··· PROVIDED DATA ···

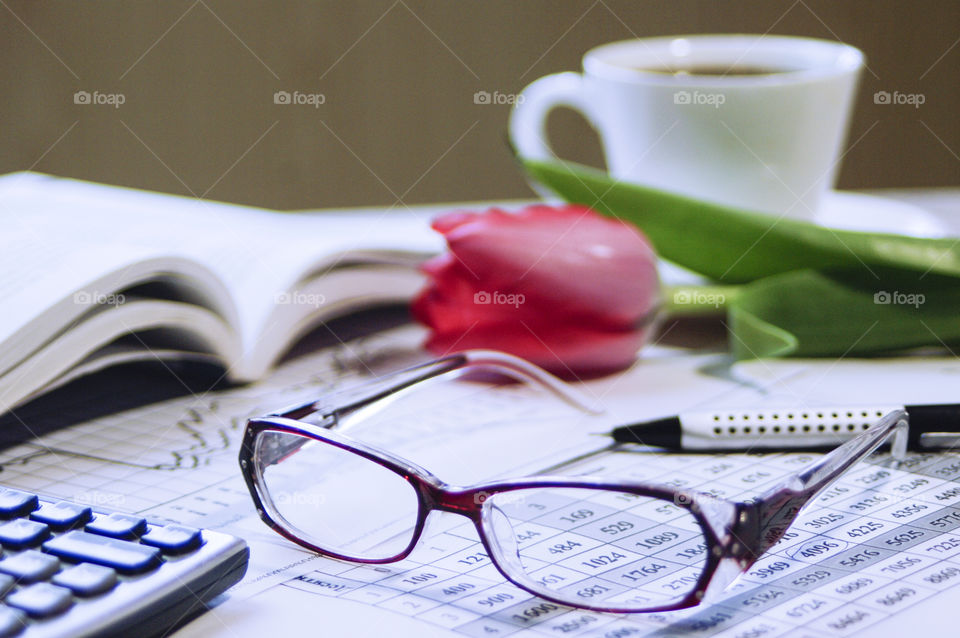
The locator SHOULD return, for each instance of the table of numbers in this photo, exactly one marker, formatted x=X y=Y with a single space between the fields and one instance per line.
x=879 y=540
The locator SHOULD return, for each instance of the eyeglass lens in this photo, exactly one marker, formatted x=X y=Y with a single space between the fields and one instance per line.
x=584 y=546
x=335 y=499
x=597 y=547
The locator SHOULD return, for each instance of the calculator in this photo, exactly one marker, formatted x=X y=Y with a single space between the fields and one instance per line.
x=68 y=570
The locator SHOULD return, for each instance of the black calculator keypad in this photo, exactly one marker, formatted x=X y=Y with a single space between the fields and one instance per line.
x=66 y=570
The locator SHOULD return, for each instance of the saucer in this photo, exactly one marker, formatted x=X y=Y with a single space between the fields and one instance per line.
x=844 y=210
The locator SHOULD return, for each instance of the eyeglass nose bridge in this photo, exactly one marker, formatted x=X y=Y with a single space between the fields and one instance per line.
x=464 y=501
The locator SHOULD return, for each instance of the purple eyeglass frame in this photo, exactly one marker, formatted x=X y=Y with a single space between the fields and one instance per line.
x=738 y=533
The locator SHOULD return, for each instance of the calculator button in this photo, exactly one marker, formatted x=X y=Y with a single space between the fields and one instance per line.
x=6 y=584
x=86 y=579
x=62 y=515
x=172 y=539
x=11 y=622
x=124 y=556
x=41 y=600
x=117 y=525
x=23 y=533
x=30 y=566
x=15 y=503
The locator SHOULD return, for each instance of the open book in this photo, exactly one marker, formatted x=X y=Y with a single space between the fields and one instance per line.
x=93 y=275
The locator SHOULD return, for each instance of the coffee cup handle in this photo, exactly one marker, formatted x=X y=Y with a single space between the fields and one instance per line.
x=528 y=120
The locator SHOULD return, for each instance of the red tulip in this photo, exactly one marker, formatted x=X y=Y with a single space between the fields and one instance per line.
x=563 y=287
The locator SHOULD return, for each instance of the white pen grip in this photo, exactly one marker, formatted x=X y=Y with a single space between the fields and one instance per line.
x=778 y=428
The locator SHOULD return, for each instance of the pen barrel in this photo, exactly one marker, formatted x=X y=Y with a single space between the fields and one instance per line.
x=778 y=428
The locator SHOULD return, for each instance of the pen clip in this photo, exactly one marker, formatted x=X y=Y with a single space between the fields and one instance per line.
x=938 y=440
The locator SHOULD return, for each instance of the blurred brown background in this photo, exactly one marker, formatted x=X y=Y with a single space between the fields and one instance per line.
x=398 y=78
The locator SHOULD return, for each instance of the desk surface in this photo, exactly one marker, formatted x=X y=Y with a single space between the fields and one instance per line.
x=175 y=461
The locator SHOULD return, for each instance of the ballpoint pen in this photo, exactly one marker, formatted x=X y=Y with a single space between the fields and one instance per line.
x=932 y=426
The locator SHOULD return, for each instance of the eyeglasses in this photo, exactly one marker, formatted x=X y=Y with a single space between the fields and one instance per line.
x=589 y=543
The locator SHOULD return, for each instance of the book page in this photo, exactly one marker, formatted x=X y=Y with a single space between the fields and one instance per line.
x=66 y=234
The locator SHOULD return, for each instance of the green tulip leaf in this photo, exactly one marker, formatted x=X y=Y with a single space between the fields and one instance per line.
x=731 y=245
x=809 y=313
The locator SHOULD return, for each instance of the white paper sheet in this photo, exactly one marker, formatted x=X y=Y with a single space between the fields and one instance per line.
x=835 y=574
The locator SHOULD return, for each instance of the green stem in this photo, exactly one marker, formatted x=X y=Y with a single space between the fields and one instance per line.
x=696 y=301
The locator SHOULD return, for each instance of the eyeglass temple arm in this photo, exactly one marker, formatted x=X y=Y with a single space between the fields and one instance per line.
x=763 y=522
x=340 y=404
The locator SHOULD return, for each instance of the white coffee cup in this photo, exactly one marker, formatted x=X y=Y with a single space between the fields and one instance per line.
x=767 y=141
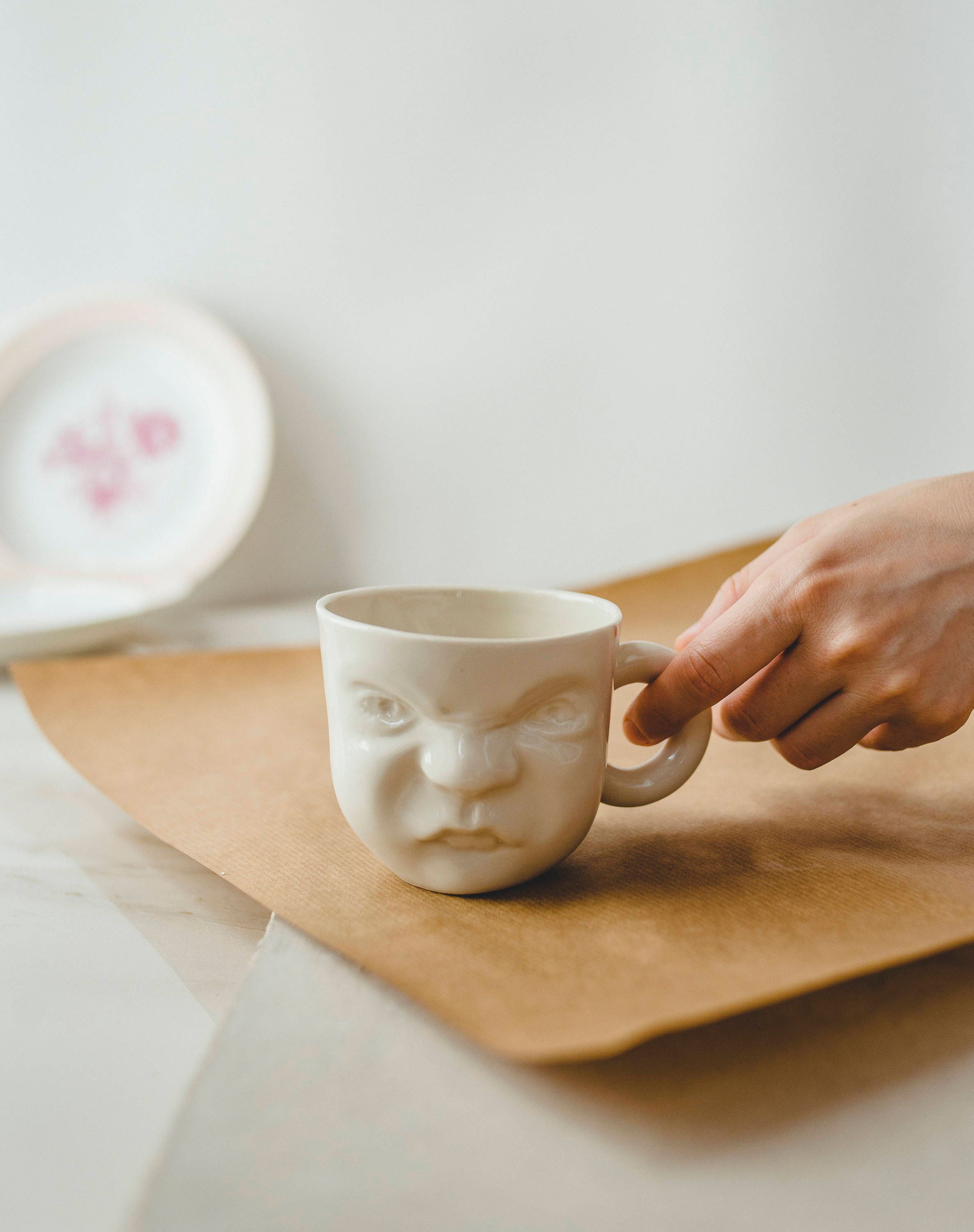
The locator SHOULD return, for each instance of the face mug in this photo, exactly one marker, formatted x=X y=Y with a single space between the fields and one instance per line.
x=469 y=727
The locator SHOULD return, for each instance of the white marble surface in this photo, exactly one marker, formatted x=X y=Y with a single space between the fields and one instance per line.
x=331 y=1102
x=117 y=956
x=328 y=1101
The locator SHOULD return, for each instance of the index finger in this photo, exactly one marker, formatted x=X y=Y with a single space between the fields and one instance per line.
x=745 y=639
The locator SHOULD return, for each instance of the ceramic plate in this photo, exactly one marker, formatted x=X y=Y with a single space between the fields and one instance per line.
x=135 y=449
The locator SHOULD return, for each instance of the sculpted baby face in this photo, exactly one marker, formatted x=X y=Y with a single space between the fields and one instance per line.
x=465 y=793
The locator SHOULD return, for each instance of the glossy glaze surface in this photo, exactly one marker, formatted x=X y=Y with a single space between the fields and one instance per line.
x=469 y=727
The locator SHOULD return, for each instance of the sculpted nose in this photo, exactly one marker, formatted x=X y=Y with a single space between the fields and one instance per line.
x=470 y=762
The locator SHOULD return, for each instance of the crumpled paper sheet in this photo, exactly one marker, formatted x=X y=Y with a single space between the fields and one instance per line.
x=750 y=885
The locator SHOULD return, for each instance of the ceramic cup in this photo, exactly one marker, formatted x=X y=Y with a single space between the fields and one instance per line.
x=469 y=727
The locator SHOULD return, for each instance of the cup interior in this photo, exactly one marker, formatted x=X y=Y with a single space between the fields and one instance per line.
x=475 y=613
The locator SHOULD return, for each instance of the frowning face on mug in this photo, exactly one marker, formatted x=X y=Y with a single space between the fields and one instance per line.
x=467 y=798
x=469 y=727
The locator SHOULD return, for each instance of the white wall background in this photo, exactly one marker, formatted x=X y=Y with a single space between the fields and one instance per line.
x=544 y=291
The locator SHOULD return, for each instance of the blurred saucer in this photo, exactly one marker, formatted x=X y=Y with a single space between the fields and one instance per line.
x=136 y=443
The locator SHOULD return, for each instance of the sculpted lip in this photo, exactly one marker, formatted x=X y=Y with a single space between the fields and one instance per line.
x=482 y=839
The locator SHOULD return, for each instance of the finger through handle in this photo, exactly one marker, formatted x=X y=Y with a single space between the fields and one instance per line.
x=642 y=662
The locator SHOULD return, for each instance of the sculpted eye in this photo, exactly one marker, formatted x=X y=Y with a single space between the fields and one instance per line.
x=386 y=714
x=561 y=716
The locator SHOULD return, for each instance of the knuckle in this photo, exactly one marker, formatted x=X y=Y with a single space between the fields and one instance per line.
x=903 y=688
x=850 y=647
x=811 y=589
x=801 y=758
x=705 y=672
x=734 y=587
x=940 y=717
x=739 y=717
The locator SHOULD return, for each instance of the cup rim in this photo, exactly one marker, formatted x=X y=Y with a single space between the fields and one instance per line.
x=612 y=614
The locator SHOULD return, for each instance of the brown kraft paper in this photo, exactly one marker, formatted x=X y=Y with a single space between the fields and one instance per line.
x=753 y=884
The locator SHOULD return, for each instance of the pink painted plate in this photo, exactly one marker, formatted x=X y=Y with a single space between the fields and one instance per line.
x=136 y=441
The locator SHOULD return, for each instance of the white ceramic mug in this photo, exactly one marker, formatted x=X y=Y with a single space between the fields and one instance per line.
x=469 y=727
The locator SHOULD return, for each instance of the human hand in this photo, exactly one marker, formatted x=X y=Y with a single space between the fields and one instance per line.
x=855 y=627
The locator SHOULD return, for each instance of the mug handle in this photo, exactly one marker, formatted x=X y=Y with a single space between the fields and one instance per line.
x=642 y=662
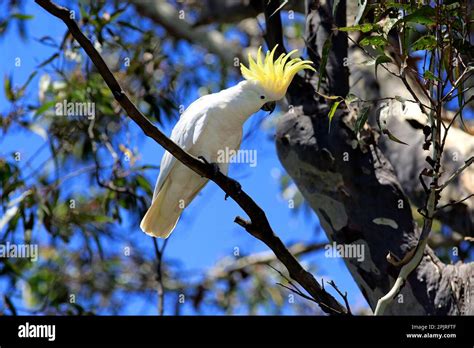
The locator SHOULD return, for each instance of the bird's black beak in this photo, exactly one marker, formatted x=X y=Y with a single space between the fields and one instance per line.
x=270 y=106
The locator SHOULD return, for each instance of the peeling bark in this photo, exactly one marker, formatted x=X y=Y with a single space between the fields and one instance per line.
x=356 y=193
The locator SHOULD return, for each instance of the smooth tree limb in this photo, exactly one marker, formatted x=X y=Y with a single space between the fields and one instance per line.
x=258 y=226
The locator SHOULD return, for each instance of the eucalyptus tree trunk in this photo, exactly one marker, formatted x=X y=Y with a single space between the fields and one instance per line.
x=354 y=188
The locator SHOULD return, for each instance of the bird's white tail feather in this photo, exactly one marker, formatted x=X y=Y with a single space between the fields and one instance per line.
x=161 y=218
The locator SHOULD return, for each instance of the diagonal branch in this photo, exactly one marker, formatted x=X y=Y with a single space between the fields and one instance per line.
x=258 y=226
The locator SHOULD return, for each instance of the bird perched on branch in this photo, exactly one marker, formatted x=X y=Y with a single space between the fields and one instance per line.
x=211 y=124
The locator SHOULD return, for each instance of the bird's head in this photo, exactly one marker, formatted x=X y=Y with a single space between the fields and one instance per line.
x=272 y=77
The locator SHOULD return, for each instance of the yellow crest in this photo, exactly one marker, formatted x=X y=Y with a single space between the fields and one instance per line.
x=274 y=76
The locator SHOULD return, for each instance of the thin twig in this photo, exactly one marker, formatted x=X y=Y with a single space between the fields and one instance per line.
x=159 y=274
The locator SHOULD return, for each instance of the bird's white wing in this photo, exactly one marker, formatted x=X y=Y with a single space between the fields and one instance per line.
x=185 y=134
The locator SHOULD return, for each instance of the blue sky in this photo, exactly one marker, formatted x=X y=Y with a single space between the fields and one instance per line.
x=206 y=232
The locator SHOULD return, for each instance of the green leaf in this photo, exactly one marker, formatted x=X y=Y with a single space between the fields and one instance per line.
x=361 y=119
x=43 y=108
x=428 y=75
x=361 y=8
x=388 y=25
x=332 y=111
x=283 y=3
x=425 y=15
x=427 y=42
x=324 y=59
x=365 y=28
x=350 y=98
x=380 y=60
x=373 y=41
x=334 y=6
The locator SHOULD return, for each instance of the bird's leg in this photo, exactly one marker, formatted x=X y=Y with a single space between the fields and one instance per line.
x=234 y=184
x=214 y=166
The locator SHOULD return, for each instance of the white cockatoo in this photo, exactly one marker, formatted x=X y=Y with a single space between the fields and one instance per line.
x=211 y=124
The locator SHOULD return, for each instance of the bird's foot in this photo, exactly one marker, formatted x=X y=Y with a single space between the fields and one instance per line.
x=214 y=166
x=235 y=187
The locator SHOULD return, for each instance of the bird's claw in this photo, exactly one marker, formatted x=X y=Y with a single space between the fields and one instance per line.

···

Put everything in the material above, from the line containing "The locator SHOULD return, for each instance of the cup interior" down to the line containing "x=136 y=443", both included, into a Markdown table with the columns No. and Entry. Number each row, and leave out blank lines.

TASK RESPONSE —
| No. | Entry |
|---|---|
| 1 | The locator SHOULD return, for each instance of the cup interior in this photo, exactly one marker, formatted x=X y=Y with a single space between the fields and one instance per line. |
| 2 | x=475 y=613 |
| 3 | The locator SHOULD return, for each instance of the frowning face on mug in this photo, exactly one marker, formatted x=X y=Y with a single space between the fields and one instance per line. |
| 4 | x=467 y=798 |
| 5 | x=469 y=727 |
| 6 | The locator SHOULD return, for each instance of the white wall background in this photo, exactly one marker, formatted x=X y=Y with a single space between the fields and one instance per line. |
| 7 | x=544 y=291 |
| 8 | The locator SHOULD return, for each instance of the blurred saucer in this photo, exactly one marker, formatted x=X y=Y with a single space between the fields and one instance per line. |
| 9 | x=136 y=443 |